* begin Provided records *

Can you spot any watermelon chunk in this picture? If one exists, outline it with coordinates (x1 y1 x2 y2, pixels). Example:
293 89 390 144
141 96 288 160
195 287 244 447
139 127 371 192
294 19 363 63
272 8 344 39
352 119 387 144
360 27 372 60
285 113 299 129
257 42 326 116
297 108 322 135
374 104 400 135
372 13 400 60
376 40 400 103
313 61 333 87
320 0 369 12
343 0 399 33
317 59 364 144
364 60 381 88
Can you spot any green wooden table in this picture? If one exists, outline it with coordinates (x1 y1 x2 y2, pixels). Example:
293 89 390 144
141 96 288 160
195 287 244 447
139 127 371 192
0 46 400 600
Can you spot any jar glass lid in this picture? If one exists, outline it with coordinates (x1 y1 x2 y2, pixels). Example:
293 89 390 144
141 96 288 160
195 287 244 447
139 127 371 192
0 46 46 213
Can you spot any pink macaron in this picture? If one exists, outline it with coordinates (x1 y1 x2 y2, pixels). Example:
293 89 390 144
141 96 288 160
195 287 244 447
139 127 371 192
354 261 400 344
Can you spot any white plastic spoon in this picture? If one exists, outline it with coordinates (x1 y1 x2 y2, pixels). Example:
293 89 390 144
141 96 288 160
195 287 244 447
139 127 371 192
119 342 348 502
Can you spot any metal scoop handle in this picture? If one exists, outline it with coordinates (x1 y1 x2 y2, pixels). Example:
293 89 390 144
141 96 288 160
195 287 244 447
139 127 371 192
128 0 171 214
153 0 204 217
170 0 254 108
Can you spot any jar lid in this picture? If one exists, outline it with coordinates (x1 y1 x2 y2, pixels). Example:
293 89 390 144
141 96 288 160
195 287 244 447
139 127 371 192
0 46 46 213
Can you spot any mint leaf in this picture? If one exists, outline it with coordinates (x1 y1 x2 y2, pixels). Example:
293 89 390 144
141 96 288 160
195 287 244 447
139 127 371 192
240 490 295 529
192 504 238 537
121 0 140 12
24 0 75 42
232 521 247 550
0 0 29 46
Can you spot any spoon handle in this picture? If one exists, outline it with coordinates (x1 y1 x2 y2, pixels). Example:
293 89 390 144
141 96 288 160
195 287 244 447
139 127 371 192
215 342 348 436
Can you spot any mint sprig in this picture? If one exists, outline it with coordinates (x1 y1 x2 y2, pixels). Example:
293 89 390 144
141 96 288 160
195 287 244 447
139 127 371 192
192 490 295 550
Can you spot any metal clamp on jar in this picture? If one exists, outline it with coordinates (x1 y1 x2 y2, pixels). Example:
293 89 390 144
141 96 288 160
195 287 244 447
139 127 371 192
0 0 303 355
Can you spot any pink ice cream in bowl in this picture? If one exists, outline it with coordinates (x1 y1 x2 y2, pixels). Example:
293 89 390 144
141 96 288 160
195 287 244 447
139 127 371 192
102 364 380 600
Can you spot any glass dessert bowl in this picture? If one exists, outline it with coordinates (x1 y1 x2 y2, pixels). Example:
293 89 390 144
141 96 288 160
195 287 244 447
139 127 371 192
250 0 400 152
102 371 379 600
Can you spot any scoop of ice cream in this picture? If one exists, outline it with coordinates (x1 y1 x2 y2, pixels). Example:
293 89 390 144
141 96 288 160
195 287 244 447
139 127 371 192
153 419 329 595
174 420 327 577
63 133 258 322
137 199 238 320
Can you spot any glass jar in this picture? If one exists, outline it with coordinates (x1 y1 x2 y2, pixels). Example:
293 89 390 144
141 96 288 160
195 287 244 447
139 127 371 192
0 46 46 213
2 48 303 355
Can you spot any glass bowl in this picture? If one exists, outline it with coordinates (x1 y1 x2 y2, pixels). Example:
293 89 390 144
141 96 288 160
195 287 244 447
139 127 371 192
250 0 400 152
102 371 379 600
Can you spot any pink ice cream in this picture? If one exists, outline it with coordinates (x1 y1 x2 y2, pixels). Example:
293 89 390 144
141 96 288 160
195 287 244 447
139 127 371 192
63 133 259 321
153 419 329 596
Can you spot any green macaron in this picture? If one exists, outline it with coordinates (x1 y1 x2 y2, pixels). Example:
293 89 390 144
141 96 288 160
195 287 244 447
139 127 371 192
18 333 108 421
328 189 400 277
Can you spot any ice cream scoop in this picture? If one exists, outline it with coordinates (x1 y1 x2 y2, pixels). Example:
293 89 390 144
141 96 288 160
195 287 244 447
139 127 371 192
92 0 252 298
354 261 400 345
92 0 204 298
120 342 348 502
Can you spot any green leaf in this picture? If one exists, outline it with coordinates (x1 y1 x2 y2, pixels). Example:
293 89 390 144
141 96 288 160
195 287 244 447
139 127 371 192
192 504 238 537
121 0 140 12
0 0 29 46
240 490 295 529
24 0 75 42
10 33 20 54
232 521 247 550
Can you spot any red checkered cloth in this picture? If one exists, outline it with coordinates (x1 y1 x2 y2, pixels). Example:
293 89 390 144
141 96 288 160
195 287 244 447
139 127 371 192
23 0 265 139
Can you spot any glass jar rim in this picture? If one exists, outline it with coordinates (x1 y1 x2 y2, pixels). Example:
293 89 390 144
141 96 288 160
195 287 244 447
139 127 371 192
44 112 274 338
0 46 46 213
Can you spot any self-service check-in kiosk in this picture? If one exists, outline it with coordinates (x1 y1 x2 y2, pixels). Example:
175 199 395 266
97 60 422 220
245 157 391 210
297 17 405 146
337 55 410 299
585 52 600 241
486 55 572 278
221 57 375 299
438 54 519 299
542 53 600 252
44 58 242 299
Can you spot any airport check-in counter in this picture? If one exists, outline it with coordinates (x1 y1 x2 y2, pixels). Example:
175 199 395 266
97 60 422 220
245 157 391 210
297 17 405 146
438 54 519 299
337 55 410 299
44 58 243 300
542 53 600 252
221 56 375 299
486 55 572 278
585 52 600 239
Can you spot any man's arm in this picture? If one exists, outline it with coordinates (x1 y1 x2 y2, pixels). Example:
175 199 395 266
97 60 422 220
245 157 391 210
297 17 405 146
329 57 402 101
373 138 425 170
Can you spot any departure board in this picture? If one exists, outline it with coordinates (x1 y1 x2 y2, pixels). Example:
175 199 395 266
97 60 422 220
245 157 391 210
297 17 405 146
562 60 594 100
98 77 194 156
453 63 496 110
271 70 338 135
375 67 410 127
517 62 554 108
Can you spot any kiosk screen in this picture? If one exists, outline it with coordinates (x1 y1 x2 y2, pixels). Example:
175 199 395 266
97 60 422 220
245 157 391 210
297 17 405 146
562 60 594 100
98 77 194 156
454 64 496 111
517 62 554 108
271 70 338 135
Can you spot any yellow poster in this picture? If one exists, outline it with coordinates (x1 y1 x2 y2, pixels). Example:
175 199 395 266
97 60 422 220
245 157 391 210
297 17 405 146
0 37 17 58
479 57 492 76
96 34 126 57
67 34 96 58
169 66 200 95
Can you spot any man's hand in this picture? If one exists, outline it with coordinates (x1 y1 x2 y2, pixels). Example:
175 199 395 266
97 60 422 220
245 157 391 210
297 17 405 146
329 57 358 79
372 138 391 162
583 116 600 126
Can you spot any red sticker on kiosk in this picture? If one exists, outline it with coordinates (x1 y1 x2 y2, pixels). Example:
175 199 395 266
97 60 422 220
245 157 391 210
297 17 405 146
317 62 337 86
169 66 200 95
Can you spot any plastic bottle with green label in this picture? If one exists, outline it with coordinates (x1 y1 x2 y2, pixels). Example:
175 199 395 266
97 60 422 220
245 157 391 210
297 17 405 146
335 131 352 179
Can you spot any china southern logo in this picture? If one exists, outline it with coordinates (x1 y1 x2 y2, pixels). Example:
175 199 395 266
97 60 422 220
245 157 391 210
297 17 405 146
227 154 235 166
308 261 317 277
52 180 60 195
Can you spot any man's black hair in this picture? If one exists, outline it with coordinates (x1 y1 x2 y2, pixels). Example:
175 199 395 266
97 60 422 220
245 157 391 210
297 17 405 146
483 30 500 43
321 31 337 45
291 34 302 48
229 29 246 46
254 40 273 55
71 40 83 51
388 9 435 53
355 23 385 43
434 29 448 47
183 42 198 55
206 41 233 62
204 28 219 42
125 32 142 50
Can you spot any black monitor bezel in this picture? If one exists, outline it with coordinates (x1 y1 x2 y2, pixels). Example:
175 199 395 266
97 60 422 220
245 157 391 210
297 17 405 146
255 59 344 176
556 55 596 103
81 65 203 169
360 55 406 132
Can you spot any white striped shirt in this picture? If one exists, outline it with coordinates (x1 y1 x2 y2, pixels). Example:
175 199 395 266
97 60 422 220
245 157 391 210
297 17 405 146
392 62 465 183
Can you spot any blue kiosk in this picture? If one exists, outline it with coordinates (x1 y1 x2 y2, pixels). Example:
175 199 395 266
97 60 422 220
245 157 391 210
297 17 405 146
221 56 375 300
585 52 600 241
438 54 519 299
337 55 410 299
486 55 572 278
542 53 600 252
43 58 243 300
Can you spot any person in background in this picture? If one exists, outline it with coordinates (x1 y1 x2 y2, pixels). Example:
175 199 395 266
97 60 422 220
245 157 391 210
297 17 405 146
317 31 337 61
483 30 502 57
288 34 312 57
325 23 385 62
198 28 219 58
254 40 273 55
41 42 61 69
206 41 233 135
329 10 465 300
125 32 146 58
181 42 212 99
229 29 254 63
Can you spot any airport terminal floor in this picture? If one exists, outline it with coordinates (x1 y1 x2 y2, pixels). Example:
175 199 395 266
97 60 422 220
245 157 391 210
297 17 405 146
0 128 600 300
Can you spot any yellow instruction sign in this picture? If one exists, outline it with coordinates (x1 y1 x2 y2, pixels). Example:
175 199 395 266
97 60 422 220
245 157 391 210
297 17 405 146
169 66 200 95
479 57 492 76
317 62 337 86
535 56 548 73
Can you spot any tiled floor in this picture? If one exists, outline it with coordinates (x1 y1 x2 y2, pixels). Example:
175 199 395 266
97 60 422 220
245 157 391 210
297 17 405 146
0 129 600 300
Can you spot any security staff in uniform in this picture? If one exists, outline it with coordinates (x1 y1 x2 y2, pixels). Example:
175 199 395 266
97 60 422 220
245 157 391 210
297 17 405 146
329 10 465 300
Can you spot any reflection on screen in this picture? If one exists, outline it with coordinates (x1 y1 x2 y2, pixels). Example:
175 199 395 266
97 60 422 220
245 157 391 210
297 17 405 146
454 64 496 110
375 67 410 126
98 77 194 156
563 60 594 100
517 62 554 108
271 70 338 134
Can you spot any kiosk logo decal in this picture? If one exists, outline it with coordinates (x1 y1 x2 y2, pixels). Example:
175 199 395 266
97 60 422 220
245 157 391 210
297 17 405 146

* end Provided records *

> What the task asks
Gather every line of the rows above that contains the string "floor" and copy each one. Treat uppercase and lowercase as different.

> Response for this exercise
Can you spot any airport terminal floor in this picture? If one exists, outline it with coordinates (x1 y1 x2 y2, pixels). Example:
Can you spot any tiled floor in this picture? If one exists, outline it with coordinates (x1 y1 x2 y2, pixels). Example:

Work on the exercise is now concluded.